=== TRY IT ===
Once you find the line that contains "Reviewer note: every instance of the stone", write out that line and every line after it to the end of the records, exactly and with nothing else.

Source records
-- -- --

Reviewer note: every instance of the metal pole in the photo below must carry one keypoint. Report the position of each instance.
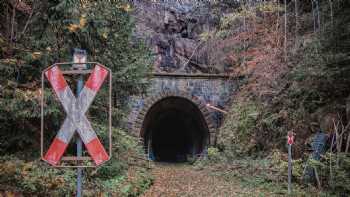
(289, 169)
(79, 146)
(79, 57)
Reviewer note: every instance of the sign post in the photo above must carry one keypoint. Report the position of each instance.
(75, 106)
(79, 56)
(290, 141)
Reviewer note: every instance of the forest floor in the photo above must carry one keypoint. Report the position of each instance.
(173, 180)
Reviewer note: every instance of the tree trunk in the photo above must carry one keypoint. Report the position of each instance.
(285, 30)
(296, 21)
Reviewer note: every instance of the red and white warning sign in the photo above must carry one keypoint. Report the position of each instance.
(290, 138)
(76, 120)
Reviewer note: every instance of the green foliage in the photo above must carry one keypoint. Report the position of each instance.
(103, 28)
(238, 129)
(36, 177)
(333, 171)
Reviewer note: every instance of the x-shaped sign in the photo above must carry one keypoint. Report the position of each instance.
(76, 119)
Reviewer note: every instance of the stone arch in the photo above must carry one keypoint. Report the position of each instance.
(139, 124)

-- -- --

=== ANSWER FOR THE TASK ===
Reviewer note: every instance of the stone arch in the photo above must carry one keypoint. Report the position of each instance.
(139, 124)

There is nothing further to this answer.